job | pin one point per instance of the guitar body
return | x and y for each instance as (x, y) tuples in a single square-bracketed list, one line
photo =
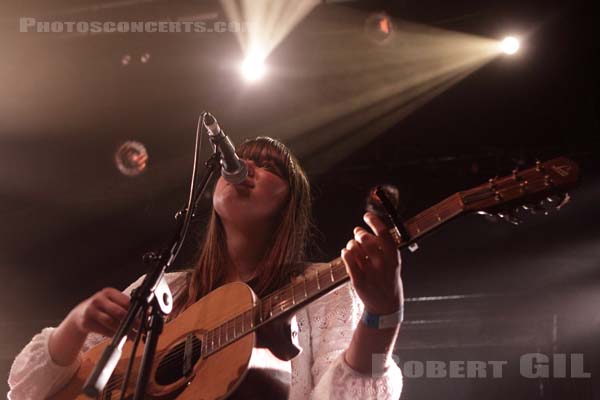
[(214, 377)]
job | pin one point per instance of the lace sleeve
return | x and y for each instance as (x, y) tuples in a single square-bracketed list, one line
[(333, 320), (34, 375)]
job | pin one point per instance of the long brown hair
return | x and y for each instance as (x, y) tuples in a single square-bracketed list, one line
[(284, 258)]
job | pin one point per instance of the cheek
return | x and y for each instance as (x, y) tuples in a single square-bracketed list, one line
[(279, 195), (219, 195)]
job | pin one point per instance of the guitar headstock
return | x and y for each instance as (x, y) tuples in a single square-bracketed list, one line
[(534, 189)]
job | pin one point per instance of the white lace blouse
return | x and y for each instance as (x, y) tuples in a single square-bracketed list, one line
[(318, 372)]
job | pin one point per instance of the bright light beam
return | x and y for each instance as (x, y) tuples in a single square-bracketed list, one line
[(253, 67), (510, 45), (268, 23)]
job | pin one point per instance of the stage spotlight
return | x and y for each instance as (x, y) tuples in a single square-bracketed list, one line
[(253, 66), (510, 45), (379, 27)]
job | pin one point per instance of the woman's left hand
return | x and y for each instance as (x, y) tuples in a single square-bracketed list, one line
[(373, 263)]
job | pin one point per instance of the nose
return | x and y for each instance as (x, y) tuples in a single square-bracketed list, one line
[(251, 166)]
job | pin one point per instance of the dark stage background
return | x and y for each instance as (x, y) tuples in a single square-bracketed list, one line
[(71, 224)]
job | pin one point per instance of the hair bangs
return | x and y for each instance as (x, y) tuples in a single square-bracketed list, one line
[(267, 149)]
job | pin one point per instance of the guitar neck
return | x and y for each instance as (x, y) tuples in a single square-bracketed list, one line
[(329, 276), (542, 180), (318, 282)]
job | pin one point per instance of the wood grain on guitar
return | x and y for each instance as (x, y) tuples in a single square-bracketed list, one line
[(206, 351)]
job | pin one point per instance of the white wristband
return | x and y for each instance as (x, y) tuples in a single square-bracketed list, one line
[(382, 321)]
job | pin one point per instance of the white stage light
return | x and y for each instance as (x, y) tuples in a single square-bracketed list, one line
[(510, 45), (253, 66)]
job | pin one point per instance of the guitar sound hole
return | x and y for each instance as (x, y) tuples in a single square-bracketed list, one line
[(172, 366)]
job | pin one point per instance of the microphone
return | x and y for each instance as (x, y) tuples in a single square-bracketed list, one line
[(233, 169)]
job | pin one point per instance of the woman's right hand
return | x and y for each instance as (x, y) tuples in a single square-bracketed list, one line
[(101, 313)]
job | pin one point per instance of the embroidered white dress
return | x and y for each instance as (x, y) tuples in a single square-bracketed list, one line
[(319, 372)]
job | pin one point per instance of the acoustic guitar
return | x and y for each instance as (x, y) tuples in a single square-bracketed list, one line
[(206, 351)]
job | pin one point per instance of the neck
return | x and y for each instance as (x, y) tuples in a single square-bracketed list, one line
[(245, 250)]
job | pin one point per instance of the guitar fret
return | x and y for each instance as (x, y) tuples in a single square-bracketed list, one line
[(318, 283), (293, 299)]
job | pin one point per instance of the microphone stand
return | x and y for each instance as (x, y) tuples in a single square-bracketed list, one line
[(154, 291)]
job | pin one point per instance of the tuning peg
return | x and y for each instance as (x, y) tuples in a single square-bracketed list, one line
[(535, 209), (562, 201), (489, 217), (510, 218)]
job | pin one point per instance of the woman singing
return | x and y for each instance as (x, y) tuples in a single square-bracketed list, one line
[(257, 234)]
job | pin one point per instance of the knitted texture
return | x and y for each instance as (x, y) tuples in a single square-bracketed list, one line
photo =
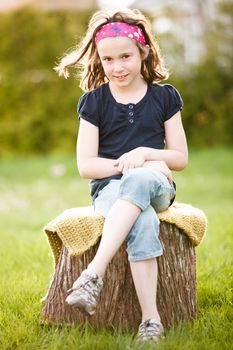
[(78, 229)]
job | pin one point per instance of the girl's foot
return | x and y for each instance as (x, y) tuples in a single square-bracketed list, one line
[(85, 292), (150, 330)]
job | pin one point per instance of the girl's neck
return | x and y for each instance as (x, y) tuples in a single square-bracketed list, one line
[(129, 94)]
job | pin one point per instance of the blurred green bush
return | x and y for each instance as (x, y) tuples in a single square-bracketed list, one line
[(38, 109)]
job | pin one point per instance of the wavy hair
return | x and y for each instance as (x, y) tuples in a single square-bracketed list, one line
[(86, 59)]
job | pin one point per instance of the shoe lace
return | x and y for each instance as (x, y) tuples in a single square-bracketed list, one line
[(150, 328)]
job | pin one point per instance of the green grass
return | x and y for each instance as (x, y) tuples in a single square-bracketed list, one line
[(31, 195)]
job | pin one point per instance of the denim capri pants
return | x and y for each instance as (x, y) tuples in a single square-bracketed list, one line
[(151, 191)]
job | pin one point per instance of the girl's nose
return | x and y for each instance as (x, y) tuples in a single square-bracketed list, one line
[(118, 67)]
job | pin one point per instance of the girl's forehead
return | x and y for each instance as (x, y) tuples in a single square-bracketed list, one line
[(116, 45)]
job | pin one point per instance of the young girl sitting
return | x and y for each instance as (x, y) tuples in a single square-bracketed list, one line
[(126, 119)]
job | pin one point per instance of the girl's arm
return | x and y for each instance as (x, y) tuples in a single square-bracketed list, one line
[(175, 156), (89, 164)]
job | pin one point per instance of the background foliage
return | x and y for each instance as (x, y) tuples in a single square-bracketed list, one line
[(38, 109)]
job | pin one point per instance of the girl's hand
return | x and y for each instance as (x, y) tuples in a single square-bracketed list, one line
[(129, 160), (159, 165)]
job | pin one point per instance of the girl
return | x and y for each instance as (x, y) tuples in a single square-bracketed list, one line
[(126, 117)]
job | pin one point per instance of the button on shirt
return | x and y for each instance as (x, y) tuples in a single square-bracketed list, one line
[(123, 127)]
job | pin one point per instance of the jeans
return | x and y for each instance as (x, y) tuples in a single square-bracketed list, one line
[(151, 191)]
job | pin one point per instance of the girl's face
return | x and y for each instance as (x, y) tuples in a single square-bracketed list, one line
[(121, 60)]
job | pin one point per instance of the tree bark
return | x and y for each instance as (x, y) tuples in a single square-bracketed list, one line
[(118, 304)]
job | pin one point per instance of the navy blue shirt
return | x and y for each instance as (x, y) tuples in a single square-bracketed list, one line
[(123, 127)]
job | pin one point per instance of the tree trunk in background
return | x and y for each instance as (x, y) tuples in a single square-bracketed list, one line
[(118, 304)]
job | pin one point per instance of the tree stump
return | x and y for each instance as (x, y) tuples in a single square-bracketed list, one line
[(118, 305)]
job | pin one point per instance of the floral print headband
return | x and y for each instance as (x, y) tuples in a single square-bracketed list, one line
[(114, 29)]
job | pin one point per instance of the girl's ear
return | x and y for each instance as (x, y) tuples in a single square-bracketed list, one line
[(145, 52)]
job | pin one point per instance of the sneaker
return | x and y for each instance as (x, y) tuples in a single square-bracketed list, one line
[(85, 292), (150, 330)]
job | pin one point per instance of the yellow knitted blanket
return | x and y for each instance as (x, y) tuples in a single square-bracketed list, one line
[(79, 228)]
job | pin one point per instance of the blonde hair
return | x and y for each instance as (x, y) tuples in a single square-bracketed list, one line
[(85, 56)]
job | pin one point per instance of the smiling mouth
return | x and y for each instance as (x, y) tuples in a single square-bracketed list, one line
[(121, 76)]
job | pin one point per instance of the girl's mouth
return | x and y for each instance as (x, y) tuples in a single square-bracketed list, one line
[(121, 77)]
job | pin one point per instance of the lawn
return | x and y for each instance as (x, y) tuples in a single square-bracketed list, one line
[(36, 189)]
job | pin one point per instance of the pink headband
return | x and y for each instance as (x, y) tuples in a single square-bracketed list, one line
[(120, 29)]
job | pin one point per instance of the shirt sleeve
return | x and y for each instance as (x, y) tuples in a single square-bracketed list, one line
[(173, 101), (88, 108)]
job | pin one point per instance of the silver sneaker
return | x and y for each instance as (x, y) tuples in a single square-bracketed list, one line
[(85, 292), (150, 330)]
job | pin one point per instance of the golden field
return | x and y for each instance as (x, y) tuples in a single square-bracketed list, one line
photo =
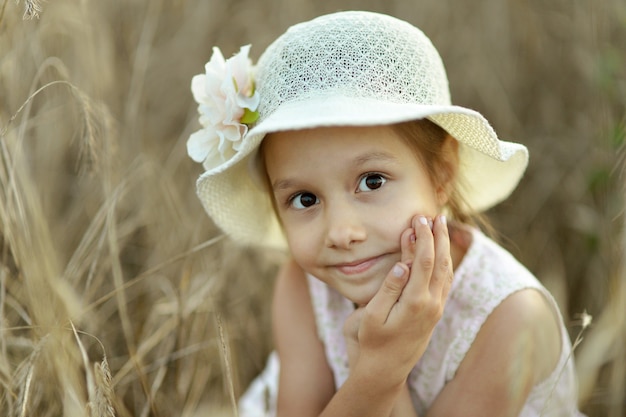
[(117, 294)]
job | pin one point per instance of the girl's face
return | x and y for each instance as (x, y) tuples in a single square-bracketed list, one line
[(344, 196)]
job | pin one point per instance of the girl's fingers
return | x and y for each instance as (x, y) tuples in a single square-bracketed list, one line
[(387, 296), (423, 258), (442, 273)]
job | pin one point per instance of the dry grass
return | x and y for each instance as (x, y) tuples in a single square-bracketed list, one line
[(118, 296)]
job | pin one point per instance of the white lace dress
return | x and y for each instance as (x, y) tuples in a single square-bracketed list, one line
[(487, 275)]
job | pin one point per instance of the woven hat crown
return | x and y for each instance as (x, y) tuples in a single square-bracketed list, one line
[(354, 55), (352, 69)]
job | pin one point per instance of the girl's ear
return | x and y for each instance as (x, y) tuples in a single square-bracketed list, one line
[(448, 170)]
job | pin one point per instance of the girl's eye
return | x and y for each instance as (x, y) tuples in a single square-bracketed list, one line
[(370, 182), (304, 200)]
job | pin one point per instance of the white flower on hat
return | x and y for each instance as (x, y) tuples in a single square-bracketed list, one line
[(227, 103)]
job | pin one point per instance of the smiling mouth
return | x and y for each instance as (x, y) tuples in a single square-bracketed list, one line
[(357, 267)]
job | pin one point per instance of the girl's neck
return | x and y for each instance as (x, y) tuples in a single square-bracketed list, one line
[(460, 241)]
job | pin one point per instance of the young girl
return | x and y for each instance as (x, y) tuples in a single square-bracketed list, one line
[(343, 147)]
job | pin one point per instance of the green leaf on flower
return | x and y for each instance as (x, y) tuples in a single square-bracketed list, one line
[(249, 116)]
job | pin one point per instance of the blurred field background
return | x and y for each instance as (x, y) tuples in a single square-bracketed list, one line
[(117, 294)]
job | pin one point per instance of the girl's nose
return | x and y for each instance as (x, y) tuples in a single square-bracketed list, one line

____________

| INSTRUCTIONS FOR THE TASK |
Only the lines from the one containing "job | pin one point per instance of the white flower" to the end of the records should be repeated, exactly as they appear.

| ANSWER TO THIS EXERCISE |
job | pin one point per instance of the white flower on hat
return | x and y for each instance as (x, y) tuples in a single square-bracketed list, one line
[(227, 103)]
job | pin one point per instance of the smiling mouth
return | x and y for each instance as (x, y) tuples in a single square-bracketed list, one line
[(357, 267)]
job | pin one point per instance of the girl's neck
return | x and y for each instance as (x, y) tuples in a single square-bracketed list, one line
[(460, 241)]
job | pin one point per instance of the young girl
return | x and y for each instance as (x, y) tuples in a single square-bracketed list, one line
[(343, 147)]
job | pin one point per instance of the green leaf on flower
return | x and y for each instance as (x, y) tuples in a single square-bracketed list, one line
[(249, 116)]
job | pin one point per instance of the blurred field background
return | x and y for each instance as (x, y) tuples in a single square-bracketed list, one line
[(117, 294)]
job | pin one point per instance of the girl's nose
return | x and y for each instance as (x, y) tuples in a single square-bracketed list, one line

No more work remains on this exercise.